Tasks for this exercise
A) According to the Monthly Review excerpt, which anniversary does the magazine celebrate with this issue?
B) Transcribe the passage of the Monthly Review excerpt that opens with the words containing "Monthly Review celebrates" and closes with "series of catastrophes.".

Monthly Review Volume 66, Number 1 (May 2014)

Monthly Review celebrates its sixty-fifth anniversary with this issue. Today the causes for which the magazine has stood throughout its history—the struggle against capitalism and imperialism and the battle for socialism as the only alternative path—are more pressing than ever. Indeed, so great is the epochal crisis of our time, encompassing both the economic and ecological crises, that nothing but a world revolution is likely to save humanity (and countless others among the earth’s species) from a worsening series of catastrophes.

This may seem like a shocking statement; ironically, not so much because of its invocation of the visible threat to humanity’s existence, but rather because of its reference to revolution as the only solution. Would it not be better, one might ask, to concede to the conventional wisdom and call instead for a global reform movement, as far less frightening in its implications than outright revolution? Here we cannot do better than quote from the great artist, writer, and socialist, William Morris:

The word Revolution, which we Socialists are so often forced to use, has a terrible sound in most people’s ears, even when we have explained to them that it does not necessarily mean a change accompanied by riot and all kinds of violence, and cannot mean a change made mechanically and in the teeth of opinion by a group of men who have somehow managed to seize on the executive power for the moment. Even when we explain that we use the word revolution in its etymological sense, and mean by it a change in the basis of society, people are scared at the idea of such a vast change, and beg that you will speak of reform and not revolution. As, however, we Socialists do not at all mean by our word revolution what these worthy people mean by their word reform, I can’t help thinking that it would be a mistake to use it, whatever projects we might conceal behind its harmless envelope. So we will stick to our word, which means a change of the basis of society; it may frighten people, but it will at least warn them that there is something to be frightened about, which will be no less dangerous for being ignored; and also it may encourage some people, and will mean to them at least not a fear, but a hope (“How We Live and How We Might Live,” Signs of Change [1888]).

Object pointing dataset rows:
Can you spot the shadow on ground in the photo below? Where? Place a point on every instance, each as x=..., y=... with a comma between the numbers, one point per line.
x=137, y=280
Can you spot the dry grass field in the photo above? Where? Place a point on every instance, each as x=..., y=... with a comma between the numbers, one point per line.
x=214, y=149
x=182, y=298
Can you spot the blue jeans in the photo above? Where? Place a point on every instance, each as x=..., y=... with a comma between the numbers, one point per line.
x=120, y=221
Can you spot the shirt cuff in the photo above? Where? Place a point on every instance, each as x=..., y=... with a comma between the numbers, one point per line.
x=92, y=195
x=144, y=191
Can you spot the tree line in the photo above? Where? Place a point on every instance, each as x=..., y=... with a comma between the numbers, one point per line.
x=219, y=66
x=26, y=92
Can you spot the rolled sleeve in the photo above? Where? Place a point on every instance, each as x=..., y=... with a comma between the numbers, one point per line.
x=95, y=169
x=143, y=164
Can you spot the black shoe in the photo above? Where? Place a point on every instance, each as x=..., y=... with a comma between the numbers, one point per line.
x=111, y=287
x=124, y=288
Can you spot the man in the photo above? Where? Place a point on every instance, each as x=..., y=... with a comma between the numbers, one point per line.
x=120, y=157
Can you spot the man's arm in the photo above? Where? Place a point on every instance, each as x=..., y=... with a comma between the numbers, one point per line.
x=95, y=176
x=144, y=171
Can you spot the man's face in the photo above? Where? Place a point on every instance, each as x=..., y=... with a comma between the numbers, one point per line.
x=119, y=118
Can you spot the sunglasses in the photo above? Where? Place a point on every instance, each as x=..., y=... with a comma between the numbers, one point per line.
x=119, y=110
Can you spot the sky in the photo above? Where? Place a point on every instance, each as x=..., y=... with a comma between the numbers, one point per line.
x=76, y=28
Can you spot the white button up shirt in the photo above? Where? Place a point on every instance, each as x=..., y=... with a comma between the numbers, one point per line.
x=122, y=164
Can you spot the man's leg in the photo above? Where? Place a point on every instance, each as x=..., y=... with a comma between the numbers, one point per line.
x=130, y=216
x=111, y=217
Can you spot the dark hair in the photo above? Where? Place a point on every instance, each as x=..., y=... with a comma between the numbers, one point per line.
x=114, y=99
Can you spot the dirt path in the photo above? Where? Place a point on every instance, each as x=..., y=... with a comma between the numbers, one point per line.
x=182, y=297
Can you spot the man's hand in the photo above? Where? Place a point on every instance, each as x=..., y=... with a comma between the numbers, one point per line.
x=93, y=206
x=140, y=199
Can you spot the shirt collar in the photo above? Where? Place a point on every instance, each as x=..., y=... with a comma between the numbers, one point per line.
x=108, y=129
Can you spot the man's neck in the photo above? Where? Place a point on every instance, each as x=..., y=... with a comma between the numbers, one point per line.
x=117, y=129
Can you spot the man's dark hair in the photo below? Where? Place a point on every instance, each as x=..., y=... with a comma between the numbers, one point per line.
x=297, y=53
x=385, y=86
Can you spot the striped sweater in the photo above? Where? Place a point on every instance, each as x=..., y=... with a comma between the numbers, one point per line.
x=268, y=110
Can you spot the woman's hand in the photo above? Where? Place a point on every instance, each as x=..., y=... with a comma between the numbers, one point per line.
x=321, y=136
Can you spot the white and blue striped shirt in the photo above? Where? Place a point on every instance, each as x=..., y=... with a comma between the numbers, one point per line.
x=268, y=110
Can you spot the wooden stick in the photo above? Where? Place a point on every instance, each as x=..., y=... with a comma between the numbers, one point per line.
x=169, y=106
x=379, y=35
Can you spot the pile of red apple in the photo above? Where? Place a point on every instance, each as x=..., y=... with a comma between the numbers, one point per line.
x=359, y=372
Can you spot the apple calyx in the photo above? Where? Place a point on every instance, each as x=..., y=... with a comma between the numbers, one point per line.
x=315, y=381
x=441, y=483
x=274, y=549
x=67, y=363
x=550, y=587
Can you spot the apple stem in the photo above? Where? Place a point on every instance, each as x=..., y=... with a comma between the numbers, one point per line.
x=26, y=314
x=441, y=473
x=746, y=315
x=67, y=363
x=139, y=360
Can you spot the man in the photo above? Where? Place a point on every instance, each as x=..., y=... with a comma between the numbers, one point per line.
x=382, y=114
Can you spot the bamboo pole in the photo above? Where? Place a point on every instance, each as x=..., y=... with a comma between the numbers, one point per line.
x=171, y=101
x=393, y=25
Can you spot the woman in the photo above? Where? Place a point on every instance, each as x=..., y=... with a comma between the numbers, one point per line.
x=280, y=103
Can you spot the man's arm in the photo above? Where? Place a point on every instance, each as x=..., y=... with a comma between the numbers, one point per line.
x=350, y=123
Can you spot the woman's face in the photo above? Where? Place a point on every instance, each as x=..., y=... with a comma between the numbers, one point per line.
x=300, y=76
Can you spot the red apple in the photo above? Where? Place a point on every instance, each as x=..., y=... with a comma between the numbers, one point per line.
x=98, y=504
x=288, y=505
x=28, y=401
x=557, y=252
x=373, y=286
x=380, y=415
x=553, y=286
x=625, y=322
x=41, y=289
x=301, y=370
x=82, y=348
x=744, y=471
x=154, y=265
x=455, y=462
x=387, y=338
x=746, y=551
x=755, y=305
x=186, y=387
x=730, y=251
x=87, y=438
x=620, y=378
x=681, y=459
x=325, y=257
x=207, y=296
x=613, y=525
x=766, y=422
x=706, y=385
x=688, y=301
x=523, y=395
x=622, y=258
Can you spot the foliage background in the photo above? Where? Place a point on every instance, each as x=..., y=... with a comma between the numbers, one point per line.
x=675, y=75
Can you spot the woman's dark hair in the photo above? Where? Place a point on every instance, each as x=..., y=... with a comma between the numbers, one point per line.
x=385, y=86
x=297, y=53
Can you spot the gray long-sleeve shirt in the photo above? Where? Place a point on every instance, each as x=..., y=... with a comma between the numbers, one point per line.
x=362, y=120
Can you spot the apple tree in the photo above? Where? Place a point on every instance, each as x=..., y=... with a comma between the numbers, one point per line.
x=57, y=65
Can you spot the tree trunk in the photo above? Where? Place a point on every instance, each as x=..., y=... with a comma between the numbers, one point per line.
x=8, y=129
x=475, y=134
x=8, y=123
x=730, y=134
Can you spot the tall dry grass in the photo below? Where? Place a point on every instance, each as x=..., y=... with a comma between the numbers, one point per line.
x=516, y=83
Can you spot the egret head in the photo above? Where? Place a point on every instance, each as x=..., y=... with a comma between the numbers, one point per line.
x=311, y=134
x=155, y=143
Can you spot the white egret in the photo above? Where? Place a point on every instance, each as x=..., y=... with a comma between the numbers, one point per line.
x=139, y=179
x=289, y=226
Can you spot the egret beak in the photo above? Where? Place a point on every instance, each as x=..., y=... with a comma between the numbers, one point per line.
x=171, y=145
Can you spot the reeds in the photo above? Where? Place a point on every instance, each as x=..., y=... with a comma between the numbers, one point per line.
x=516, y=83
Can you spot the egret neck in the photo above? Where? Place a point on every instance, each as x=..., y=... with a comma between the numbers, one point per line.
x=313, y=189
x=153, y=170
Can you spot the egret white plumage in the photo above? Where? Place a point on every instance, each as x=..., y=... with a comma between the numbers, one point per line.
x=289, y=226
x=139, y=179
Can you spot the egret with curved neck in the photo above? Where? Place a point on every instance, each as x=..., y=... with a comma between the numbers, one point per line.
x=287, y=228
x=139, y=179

Answers to the tasks
A) Its sixty-fifth anniversary.

B)
Monthly Review celebrates its sixty-fifth anniversary with this issue. Today the causes for which the magazine has stood throughout its history—the struggle against capitalism and imperialism and the battle for socialism as the only alternative path—are more pressing than ever. Indeed, so great is the epochal crisis of our time, encompassing both the economic and ecological crises, that nothing but a world revolution is likely to save humanity (and countless others among the earth’s species) from a worsening series of catastrophes.